━━━ Metin bölümü ━━━

Vatan Partisi Merkez Karar Kurulu Üyesi ve Bulgaristan Stratejik Araştırmalar Merkezi Başkan Yardımcısı Nuray Kaya Solmaz, açılış töreni sonrası sergiyi gezdirdi ve fotoğrafları anlattı.
Toplantının sunumunu ise Bulgaristan Stratejik Araştırmalar Merkezi Başkan Vekili (BGSAM) Nevzat Öztürk ve Nuray Kaya Solmaz birlikte yaptı.
Bulgaristan’da uygulanan kültürel asimilasyonun tarihi süreci ele alındı ve o dönemde yaşanan acılar, mücadeleler aktarıldı. Türklere yapılan bu soykırımların unutulmaması gerektiğini vurgulandı.
‘HALA İKİNCİ SINIF VATANDAŞIZ’
BULTÜRK Genel Başkanı Rafet Ulutürk açılış konuşmasını şöyle yaptı:
“Yok sayılan kimliğimiz ve inançlarımıza yapılan saldırılar direnişin kıvılcımını oluşturdu. Kıvılcım sadece Bulgaristan’da olmadı. Bugün hala Bulgaristan ekonomisi toparlanmış değil. 89’da iş bırakmalar olmuştu. adınlarımız da direnişte yer aldı. Bizim annemizin tek başına yaptığı işi 10 kişi yapamazdı. Biz Bulgaristan’da şu anda ikinci sınıf vatandaşız. Oy kullanma hakkına sahibiz ama seçilme hakkına sahip değiliz. Bunun mücadelesini vermeliyiz. Bizler zorlukların içinden dimdik ayakta çıkan bir neslin evlatlarıyız. Dilimizi, kimliğimizi yasakladılar. Biz kökümüzle, inancımızla buradayız. Ayakta durmaya devam edeceğiz.”
‘TÜRKLERE KÜLTÜR SOYKIRIMI YAPTILAR’
Bayrampaşa Belediye Başkanı Hasan Mutlu da şunları söyledi:
“1980’li yıllardan sonra Balkanlarda, özellikle Bulgaristan’da yaşayan vatandaşlarımız üzerinde büyük zulümler, katliamlar oldu. Vatandaşlarımız zorunlu bir şekilde topraklarını terk etmesi için göçe zorlandı. Bu 90’lı yıllara kadar devam etti. Bu kültür soykırımı; vatandaşlarımızın isimlerini değiştirmesi, yaşam haklarının sınırlandırılması, ibadet haklarının elinden alınmasıyla başladı. Yerlerini terk etmeleri için büyük bir katliam, baskı yapıldı.

━━━ Girdi satırları ━━━

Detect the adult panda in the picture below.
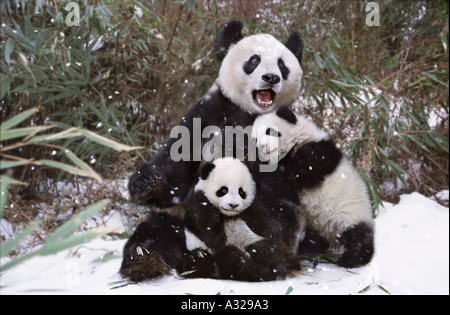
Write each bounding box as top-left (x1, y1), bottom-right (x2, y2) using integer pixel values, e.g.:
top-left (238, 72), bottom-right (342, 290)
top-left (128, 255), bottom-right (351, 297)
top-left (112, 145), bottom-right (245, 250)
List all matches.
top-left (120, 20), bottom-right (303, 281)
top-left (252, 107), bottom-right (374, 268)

━━━
━━━ Girdi satırları ━━━

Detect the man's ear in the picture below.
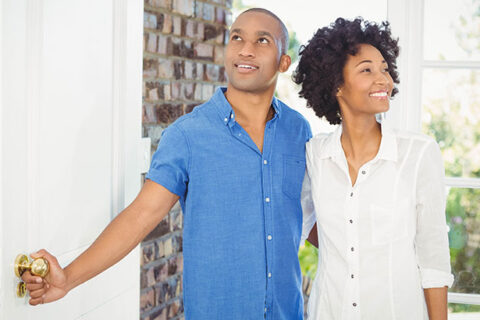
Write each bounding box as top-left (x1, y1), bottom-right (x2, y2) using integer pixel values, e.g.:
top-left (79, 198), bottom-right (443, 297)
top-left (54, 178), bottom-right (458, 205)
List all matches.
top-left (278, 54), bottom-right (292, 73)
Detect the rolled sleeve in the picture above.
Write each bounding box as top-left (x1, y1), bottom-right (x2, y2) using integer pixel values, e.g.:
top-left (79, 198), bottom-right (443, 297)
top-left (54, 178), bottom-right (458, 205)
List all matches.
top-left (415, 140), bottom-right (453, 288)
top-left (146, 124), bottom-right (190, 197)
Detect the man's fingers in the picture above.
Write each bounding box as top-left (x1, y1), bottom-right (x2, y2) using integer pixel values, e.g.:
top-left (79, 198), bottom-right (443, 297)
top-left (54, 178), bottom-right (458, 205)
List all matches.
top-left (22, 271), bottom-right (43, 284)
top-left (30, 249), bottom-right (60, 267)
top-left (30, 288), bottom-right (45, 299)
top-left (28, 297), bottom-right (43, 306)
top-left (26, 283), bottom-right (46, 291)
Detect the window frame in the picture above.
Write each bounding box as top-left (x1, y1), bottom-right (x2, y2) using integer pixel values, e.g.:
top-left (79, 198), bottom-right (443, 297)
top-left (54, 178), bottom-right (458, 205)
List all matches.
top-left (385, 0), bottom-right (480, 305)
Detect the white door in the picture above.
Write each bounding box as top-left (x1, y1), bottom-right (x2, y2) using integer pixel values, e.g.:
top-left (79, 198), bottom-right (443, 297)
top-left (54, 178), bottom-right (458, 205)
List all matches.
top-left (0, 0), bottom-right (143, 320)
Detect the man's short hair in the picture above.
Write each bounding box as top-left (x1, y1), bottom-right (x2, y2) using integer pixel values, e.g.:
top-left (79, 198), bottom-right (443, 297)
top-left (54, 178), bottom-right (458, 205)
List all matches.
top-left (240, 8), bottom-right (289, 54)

━━━

# Görev tanımı 1
Metinde "Vatan Partisi Merkez" ile "Solmaz birlikte yaptı." arasındaki kısmı, bu iki ifade de dâhil olmak üzere, harfi harfine yineler misiniz?
# Görev tanımı 2
Satırlardan kaçı "below" kelimesini içeriyor? Yalnızca sayıyı yazın.
Metin ile satırlar birbirinden bağımsız malzemelerdir.

# Son yanıt 1
Vatan Partisi Merkez Karar Kurulu Üyesi ve Bulgaristan Stratejik Araştırmalar Merkezi Başkan Yardımcısı Nuray Kaya Solmaz, açılış töreni sonrası sergiyi gezdirdi ve fotoğrafları anlattı.
Toplantının sunumunu ise Bulgaristan Stratejik Araştırmalar Merkezi Başkan Vekili (BGSAM) Nevzat Öztürk ve Nuray Kaya Solmaz birlikte yaptı.

# Son yanıt 2
2